§ **SUPPLIED MATERIAL**
---
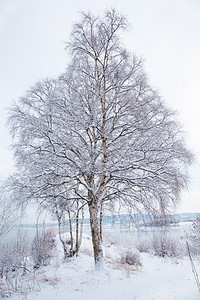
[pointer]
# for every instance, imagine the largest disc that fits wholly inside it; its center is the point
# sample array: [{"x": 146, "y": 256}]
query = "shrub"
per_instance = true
[{"x": 163, "y": 245}]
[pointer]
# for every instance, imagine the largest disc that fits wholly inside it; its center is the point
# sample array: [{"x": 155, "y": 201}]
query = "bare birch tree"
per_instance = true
[{"x": 100, "y": 131}]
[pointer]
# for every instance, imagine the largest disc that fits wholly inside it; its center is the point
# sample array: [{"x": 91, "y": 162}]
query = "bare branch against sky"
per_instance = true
[{"x": 165, "y": 33}]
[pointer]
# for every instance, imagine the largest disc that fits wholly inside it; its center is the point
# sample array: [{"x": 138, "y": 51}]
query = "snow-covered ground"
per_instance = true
[{"x": 75, "y": 279}]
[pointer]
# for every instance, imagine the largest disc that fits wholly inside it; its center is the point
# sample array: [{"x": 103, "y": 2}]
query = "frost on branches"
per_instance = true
[{"x": 98, "y": 134}]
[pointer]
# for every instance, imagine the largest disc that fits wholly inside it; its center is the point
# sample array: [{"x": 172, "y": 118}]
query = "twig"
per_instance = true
[{"x": 193, "y": 267}]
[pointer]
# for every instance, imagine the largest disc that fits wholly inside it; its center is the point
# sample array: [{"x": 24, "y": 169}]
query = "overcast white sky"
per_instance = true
[{"x": 166, "y": 33}]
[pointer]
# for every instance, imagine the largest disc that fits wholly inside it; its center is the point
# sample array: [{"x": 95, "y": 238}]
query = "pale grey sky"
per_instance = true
---
§ **WHAT THE TASK REQUIRES**
Across all of the records above, how many lines include the string "sample"? Answer with one number only.

§ **TASK OUTPUT**
8